#### [Assignment]
Take the data below and write it out exactly, except for the pictures.

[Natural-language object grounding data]

——

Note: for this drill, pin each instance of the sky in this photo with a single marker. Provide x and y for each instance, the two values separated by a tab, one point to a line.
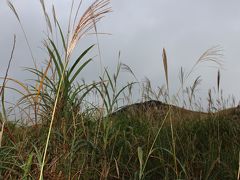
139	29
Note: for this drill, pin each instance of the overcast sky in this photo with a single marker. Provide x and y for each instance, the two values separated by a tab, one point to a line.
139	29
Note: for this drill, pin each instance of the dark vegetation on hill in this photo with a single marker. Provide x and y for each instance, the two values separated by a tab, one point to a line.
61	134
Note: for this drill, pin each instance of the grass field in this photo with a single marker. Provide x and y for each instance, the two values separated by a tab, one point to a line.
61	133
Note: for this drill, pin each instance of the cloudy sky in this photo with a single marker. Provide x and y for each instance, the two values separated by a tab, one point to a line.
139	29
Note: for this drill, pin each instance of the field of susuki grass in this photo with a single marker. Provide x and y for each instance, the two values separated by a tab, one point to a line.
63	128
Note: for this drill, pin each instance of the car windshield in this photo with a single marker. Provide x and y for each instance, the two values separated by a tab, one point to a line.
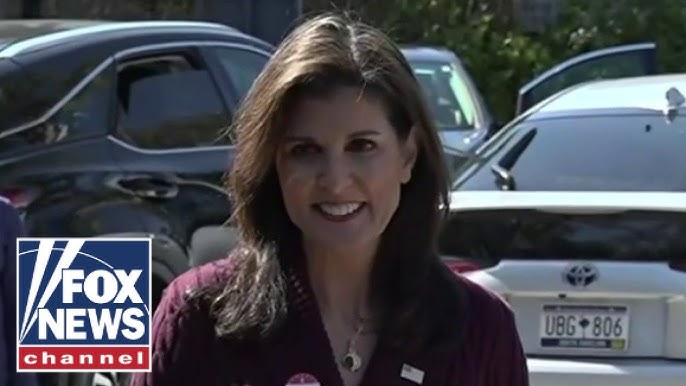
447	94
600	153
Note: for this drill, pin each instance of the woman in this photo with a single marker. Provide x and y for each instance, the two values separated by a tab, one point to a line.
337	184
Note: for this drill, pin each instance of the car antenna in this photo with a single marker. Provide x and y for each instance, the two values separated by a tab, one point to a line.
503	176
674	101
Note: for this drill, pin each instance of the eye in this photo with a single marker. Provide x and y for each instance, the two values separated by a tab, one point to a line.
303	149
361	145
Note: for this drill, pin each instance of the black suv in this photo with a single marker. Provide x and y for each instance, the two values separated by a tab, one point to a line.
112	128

——

#### [Result of this task]
Note: for this drill, pin each instance of the sky in this photo with a single marker. Provide x and y for each instance, the two values separated by a tab, one point to a line.
139	29
Note: for this drill, pin each instance of the overcast sky in this photo with a single marker. Provide x and y for each instance, the two values separated by a tab, one point to a line.
139	29
Note: for this drill, pin each instance of the dark vegetation on hill in this photo with a single marker. Provide x and y for each instance, the two values separated by a tab, one point to a line.
61	134
Note: for this drill, pin each instance of the grass field in this photo with a single marker. Provide x and y for each instance, the two values separated by a tab, one point to a line.
61	133
Note: for this drill, pin each instance of the cloudy sky in this photo with a single marker. Provide x and y for each instance, the two values separated by a tab, one point to a line.
139	29
Note: for this drill, pin each instance of the field of susuki grass in this photo with a single marker. Provide x and y for each instance, the two values separated by a tab, one point to a line.
63	128
Note: for this drill, pin each instance of the car windshield in this photo with a single marker. Provide x and y for each instance, the two values separated by a tab, one point to a line.
447	94
600	153
Note: for this drill, pin each instance of the woman in this photo with a single marker. Provide x and y for each instance, the two values separated by a tab, one point to a line.
337	184
Note: for this drill, pin each instance of the car antenna in this photo with a single marker. Provide x and y for each instance, the two values separated by a tab, one point to a line.
503	176
674	101
Note: for this drill, pin each instance of the eye in this photo with a single marker. Provide x and y for each instance, the two values separated by a tab, one point to a line.
303	149
361	145
Note: for this drill, pin each instance of the black suv in this photo with a single marker. Provide x and y for each instance, the two values separated by a tab, one point to a line.
112	128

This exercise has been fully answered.